[START Records for processing]
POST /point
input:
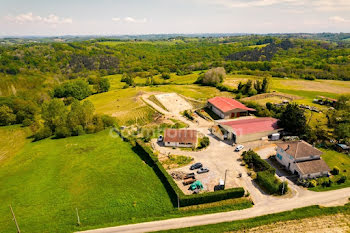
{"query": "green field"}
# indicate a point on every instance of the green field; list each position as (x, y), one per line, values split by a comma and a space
(100, 175)
(245, 225)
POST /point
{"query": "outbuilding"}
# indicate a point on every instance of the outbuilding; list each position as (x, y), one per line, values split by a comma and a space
(180, 138)
(227, 108)
(245, 130)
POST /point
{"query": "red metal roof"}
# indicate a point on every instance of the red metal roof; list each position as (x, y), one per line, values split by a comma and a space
(250, 126)
(225, 104)
(180, 135)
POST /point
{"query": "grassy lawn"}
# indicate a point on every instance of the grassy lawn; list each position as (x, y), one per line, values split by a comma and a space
(100, 175)
(340, 160)
(244, 225)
[END Records for processing]
### To be done
Set the listing down in full and exactly. Pictures within it should not appear in the copy.

### Solution to this problem
POST /point
input:
{"query": "green field"}
# indicate a point on every instance of the green field; list each position as (x, y), one per line, values split by a comma and a space
(100, 175)
(245, 225)
POST /point
{"query": "outbuilding"}
# indicate a point on every instance of the outbuilding; list each position as (x, y), one per line, values split by a comma and a space
(180, 138)
(227, 108)
(245, 130)
POST /point
{"query": "red metal roof"}
# indicate a point on every instance of the red metal roof; list each position as (x, y), one per line, values split by a comma and a space
(250, 126)
(225, 104)
(180, 135)
POST /point
{"query": "grassy lawn"}
# indicate a point on every instance of the grassy lawn; list each position as (x, y), one per line, values split by a comma and a space
(100, 175)
(340, 160)
(244, 225)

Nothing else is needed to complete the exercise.